====== Records for this task ======
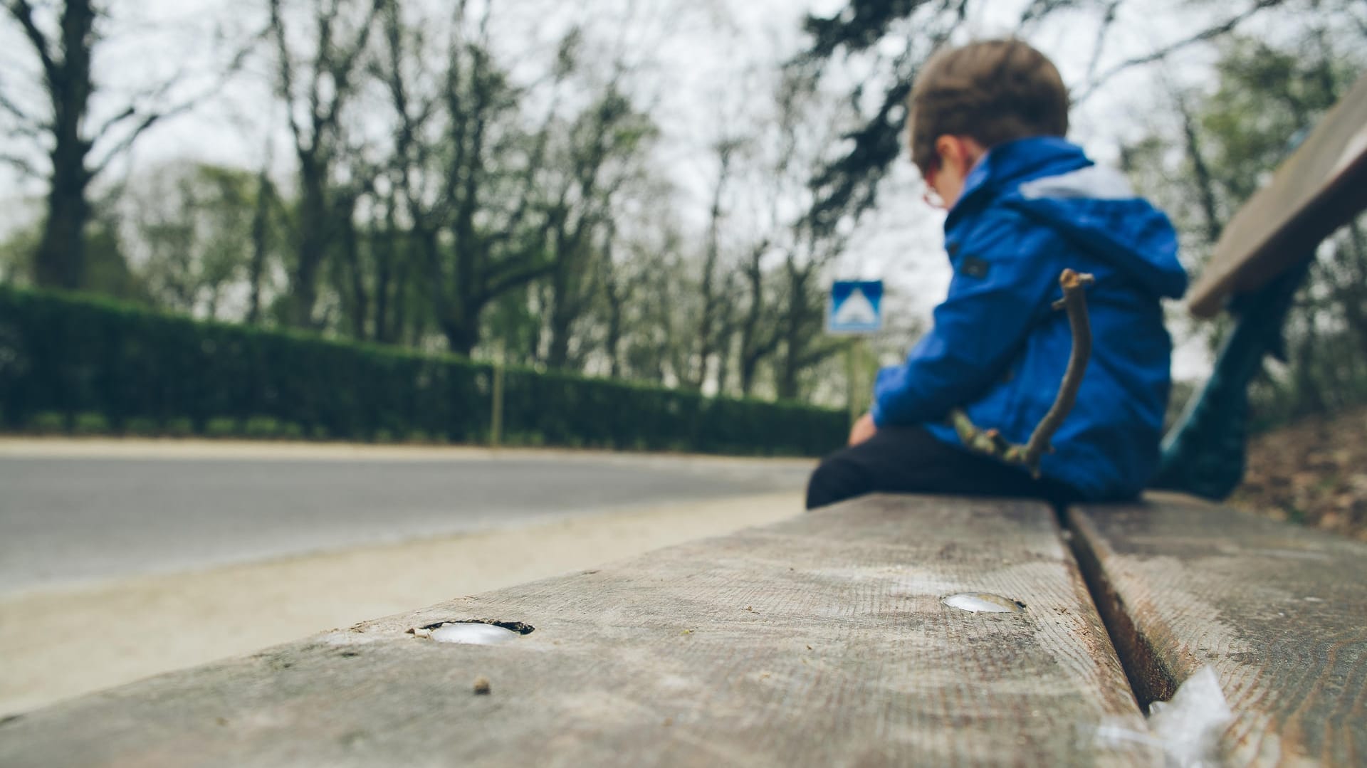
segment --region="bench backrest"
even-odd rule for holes
[[[1191,292],[1197,317],[1263,287],[1367,208],[1367,75],[1234,215]]]

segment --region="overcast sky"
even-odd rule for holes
======
Problem to solve -
Rewrite the lines above with every "segment" changed to "outline" and everything else left as it is. Do not include the pictures in your answer.

Output of the task -
outline --region="bench backrest"
even-odd rule for holes
[[[1191,292],[1197,317],[1263,287],[1367,208],[1367,75],[1234,215]]]

outline --region="overcast sky"
even-odd rule for holes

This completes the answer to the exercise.